● Extrait
►
Avant même d’arriver place de la Bastille, Ethan et Alice, 17 ans, emmitouflés dans leurs sweats à capuche, chantonnent le fameux « même si Macron ne le veut pas nous, on est là ». Ils n’ont encore jamais pu voter, mais peu importe. « Je m’intéresse beaucoup à la politique, malgré mon jeune âge. Macron veut faire un coup de force », explique Ethan. Alice avait hésité à venir aujourd’hui, mais elle a été convaincue par la nomination à Matignon de Michel Barnier, issu de LR et défenseur, durant la primaire de son parti en 2021, de positions dures sur l’immigration et sur le social. Pas le temps de discuter davantage, arrivé à Bastille, le duo file vers le McDo devant lequel ils doivent retrouver des amis. Il est 13h30 et la pluie menace le défilé organisé par la France insoumise et des organisations de la jeunesse contre le « coup de force de Macron », ce samedi 7 septembre. Tout au long de la journée, 160 000 personnes défileront à Paris et 300 000 dans la France entière, selon les insoumis, la préfecture de Paris ne dénombrant quant à elle que 26 000 personnes dans la capitale.
Et la jeunesse est à l’honneur. « C’était un appel clair de l’Union syndicale lycéenne », lancé dès le 27 août face au refus d’Emmanuel Macron de nommer un Premier ministre issu du Nouveau Front populaire (NFP), rappelle Manès Nadel, président de l’Union syndicale lycéenne. La mobilisation a pris une tout autre ampleur après la désignation de Michel Barnier par Emmanuel Macron, à l’issue d’interminables tergiversations. « Le Premier ministre a été nommé contre le vote populaire. Il n’est ni en adéquation avec l’Assemblée nationale, ni avec ceux qui se sont mobilisés contre le Rassemblement national et la politique d’Emmanuel Macron », affirme Manès Nadel. « Le Premier ministre a été choisi par Emmanuel Macron pour faire le pire », alerte de son côté la députée insoumise Aurélie Trouvé, choisie pour prendre la parole face aux journalistes, en ce début de manifestation. L’élue dénonce une « alliance entre le RN, la droite et les macronistes » et rappelle que 81 députés ont signé une proposition de destitution du président de la République.
Au milieu de l’agitation qui gagne la rue du Faubourg Saint-Antoine, l’actrice Liliane Rovère (« Dix pour cent ») est venue manifester « pour la même raison que les autres » : la nomination d’un Premier ministre issu du NFP et « contre la politique d’Emmanuel Macron, en général, depuis sept ans ». Que pense-t-elle de la procédure de destitution ? « Si on y arrive, oui », répond-elle le sourire en coin. Puis l’air plus grave : « Ce serait pas mal, parce qu’il ne s’en ira pas tout seul. »
◄
● Items fournis
►
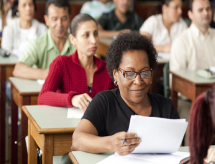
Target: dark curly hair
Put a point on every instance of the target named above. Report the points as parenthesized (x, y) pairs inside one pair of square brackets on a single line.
[(129, 41)]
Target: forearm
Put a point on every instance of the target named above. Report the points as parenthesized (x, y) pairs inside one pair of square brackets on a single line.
[(24, 71), (91, 143), (107, 34)]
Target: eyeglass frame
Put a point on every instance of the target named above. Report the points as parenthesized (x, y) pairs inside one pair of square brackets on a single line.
[(137, 73)]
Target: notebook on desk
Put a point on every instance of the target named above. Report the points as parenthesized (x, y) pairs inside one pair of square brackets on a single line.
[(161, 138)]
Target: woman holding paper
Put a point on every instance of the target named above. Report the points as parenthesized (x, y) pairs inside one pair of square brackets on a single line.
[(202, 127), (131, 60), (74, 80)]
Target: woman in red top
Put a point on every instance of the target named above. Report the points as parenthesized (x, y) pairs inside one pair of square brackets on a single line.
[(74, 80)]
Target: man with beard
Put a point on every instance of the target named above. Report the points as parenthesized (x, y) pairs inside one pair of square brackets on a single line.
[(119, 20), (39, 53), (195, 49)]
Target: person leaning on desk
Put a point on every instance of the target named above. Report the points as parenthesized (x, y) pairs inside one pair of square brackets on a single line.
[(131, 59), (81, 75), (201, 128)]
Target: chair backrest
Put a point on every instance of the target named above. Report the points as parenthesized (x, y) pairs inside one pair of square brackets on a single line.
[(166, 80)]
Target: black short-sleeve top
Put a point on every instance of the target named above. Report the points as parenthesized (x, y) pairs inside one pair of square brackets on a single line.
[(109, 113)]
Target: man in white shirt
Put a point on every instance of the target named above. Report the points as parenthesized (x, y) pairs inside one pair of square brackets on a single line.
[(195, 48)]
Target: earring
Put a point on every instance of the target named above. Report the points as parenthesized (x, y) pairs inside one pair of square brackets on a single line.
[(115, 83)]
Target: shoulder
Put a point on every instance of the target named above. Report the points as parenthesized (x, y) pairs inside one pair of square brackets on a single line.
[(36, 23), (159, 98)]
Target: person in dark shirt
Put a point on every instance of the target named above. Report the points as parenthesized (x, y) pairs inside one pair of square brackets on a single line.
[(131, 59), (118, 20)]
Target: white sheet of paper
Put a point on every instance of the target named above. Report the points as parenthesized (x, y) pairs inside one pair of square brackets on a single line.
[(41, 82), (115, 159), (74, 113), (173, 158), (158, 135)]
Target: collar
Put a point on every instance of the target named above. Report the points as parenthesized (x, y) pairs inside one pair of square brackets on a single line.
[(97, 61), (52, 44), (197, 32)]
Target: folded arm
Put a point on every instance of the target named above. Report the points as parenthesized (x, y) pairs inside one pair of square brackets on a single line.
[(24, 71)]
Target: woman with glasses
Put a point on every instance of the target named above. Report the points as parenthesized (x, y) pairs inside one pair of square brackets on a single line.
[(164, 28), (131, 60), (74, 80)]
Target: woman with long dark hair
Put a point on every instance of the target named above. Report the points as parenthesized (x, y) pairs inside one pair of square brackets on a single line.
[(201, 127)]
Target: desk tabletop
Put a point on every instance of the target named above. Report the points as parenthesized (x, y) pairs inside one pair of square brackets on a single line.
[(25, 86), (192, 76), (7, 61), (49, 120), (88, 158)]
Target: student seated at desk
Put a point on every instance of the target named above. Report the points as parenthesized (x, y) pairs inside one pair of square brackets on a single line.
[(131, 59), (80, 76), (22, 29), (43, 50), (163, 28), (202, 127), (118, 20), (5, 13), (96, 8), (194, 48)]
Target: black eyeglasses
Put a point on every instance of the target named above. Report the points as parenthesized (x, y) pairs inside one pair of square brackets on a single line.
[(132, 74)]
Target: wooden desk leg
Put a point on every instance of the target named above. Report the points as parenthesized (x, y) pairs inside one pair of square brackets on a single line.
[(32, 146), (14, 130), (24, 130), (48, 150), (2, 113), (174, 94)]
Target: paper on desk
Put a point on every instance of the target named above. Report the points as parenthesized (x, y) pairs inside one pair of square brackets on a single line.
[(173, 158), (158, 135), (41, 82), (164, 55), (74, 113)]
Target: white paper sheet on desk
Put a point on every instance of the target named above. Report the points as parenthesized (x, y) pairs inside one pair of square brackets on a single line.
[(164, 55), (173, 158), (74, 113), (41, 82), (158, 135)]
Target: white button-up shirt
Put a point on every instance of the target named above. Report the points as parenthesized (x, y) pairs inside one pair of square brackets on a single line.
[(193, 50), (160, 35)]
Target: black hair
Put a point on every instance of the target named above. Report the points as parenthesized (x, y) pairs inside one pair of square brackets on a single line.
[(129, 41), (15, 7), (77, 20), (191, 5), (58, 3)]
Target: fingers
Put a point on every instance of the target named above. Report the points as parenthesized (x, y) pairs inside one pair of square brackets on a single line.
[(132, 141), (125, 150), (84, 101), (124, 135)]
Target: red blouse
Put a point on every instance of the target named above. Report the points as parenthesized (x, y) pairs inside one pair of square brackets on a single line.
[(67, 75)]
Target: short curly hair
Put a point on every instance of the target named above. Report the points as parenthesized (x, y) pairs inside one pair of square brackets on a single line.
[(129, 41)]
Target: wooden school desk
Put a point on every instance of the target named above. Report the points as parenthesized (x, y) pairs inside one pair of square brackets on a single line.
[(104, 44), (6, 68), (51, 130), (189, 84), (23, 92), (79, 157)]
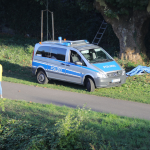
◄
● Défis
1. D'après le texte sur la manifestation du 7 septembre, combien de manifestants la préfecture de Paris a-t-elle comptés dans la capitale ?
2. Poursuivez le texte sur la manifestation du 7 septembre à partir de sa dernière phrase.
Les items constituent un ensemble distinct du texte sur la manifestation du 7 septembre.

● Réponses par tâche
1. 26 000 personnes.

2.
Vers 14 heures, la rue est pleine à craquer. La foule en devient oppressante par endroits. Une femme désespère de trouver une façon de sortir : « Ça commence à m’angoisser. » Quelques pancartes s’agitent au-dessus des têtes. On lit : « Le pire président de tous les temps », « Où est mon vote ? ». « C’est lunaire ce qui est en train de se passer et ça n’a l’air de déranger personne », explique Zoé, la trentaine, venue avec Nadia, une « amie-collègue ». « J’aimerais que ça lui mette un peu la honte à l’étranger. Je lis la presse étrangère qui est très choquée de ce qui se passe ici. On allume la télé chez nous, et c’est comme si tout était normal », partage cette dernière. Anna, une Italienne installée en France depuis 25 ans, n’a pas pu voter aux élections législatives, en tant qu’étrangère. Mais la victoire du Nouveau Front populaire, le 7 juillet, l’a rendue particulièrement fière des Français, « surtout quand on voit ce qu’il se passe en Italie ». « J’ai décidé depuis que le NFP a gagné de demander la nationalité », explique-t-elle. Même si la suite des événements a été décevante.
Près d’une heure après le début officiel de la manifestation, le cortège semble à l’arrêt. Parmi les jeunes qui ont répondu présent, Marie (1), 22 ans, est descendue contre « l’alliance avec le RN », référence au fait que la nomination de Michel Barnier a eu l’aval du RN, qui n’a pas menacé de le censurer d’office. « Des personnes ont voté Macron contre l’extrême droite, donc il a aussi trahi son propre électorat », observe-t-elle. La destitution, elle n’y croit pas trop non plus. « C’est symbolique. » Autour d’elle, ses amis plus timides semblent approuver. Au-delà de cette proposition, Jean-Luc Mélenchon promet aux manifestants de voter la censure du nouveau gouvernement. « Quoi qu’il arrive, nous voterons la censure d’un tel gouvernement à l’Assemblée nationale », scande-t-il dans un micro. L’insoumis promet de « mettre au défi » tous les « beaux parleurs qui étaient venus vous cajoler pendant les élections de ne pas voter cette censure ». Sans oublier ceux « qui se disent les représentants du refus du système et qui en sont en réalité l’assurance-vie la plus constante » : « Je parle du Rassemblement national ». Aux alentours de 16 heures, le cortège arrive place de la Nation. Dans une brasserie où de nombreux manifestants se sont installés, on chante « Macron démission » pour encourager le cortège. Le ton est donné.